Text section
-- START --
Sterlite Industries’ stock, which had nearly halved over five months to Rs 85 in mid-December, has risen 24 per cent so far in 2012 on the back of a 9-12 per cent rise in metal prices. The decent December quarter numbers, which Sterlite announced on Monday, has only helped the stock stand out; it gained 3.1 per cent versus the Sensex’s 1.46 per cent.

Going ahead, analysts believe scope for further gains in metal prices is limited and, hence, increase in volumes is imperative to drive growth. In this context, the progress of Sterlite’s expansion plans in the aluminium and power businesses are key monitorables. They are also concerned over the increase in funding to group companies.
-- END --
Job 1
Find every line in the records below that contains the string "girl", and copy each one. Case counts.

Input rows
-- START --
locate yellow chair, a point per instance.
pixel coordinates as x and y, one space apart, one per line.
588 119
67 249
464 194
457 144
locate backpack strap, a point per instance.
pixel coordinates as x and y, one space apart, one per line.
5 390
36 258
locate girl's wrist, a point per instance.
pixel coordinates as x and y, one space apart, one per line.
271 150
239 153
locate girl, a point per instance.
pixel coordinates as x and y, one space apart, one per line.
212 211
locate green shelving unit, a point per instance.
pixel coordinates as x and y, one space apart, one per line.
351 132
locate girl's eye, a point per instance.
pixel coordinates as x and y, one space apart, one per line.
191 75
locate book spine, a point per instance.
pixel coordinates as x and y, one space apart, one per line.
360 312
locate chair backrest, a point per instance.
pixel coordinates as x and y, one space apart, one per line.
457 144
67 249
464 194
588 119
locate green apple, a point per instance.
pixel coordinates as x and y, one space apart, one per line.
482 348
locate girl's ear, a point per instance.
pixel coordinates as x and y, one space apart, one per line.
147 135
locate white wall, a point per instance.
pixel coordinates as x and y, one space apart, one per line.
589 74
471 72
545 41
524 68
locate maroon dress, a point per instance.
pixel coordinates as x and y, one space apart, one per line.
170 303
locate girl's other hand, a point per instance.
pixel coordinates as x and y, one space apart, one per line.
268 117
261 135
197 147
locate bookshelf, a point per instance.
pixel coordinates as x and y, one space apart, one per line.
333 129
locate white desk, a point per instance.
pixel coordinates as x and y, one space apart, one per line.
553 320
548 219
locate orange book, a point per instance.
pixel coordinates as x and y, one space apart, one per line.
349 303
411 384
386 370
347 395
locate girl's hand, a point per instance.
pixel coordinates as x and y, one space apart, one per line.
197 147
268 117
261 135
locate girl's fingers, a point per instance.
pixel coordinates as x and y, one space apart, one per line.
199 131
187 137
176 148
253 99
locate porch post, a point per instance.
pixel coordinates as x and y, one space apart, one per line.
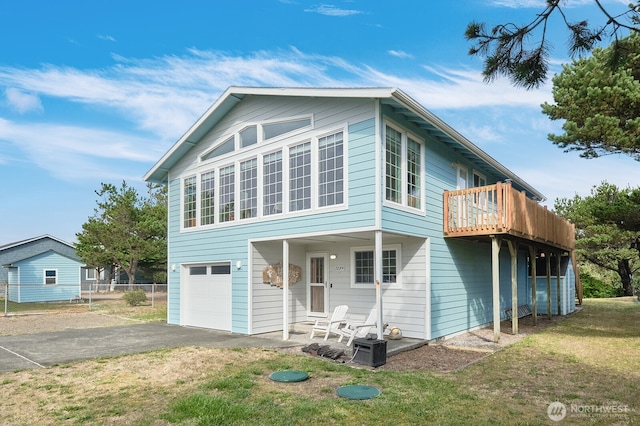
-- END --
Job 2
According to the Sterlite Industries passage, how much did the stock gain on the day the company announced its December quarter numbers?

Task result 1
locate girl's wrist, a point per instance.
locate girl, a point per instance.
locate girl's eye, a point per instance.
locate girl's ear, a point per instance.
locate girl's other hand, a point per instance.
locate girl's hand, a point per instance.
locate girl's fingers, a point per instance.

Task result 2
It gained 3.1 percent, compared with the Sensex's 1.46 percent.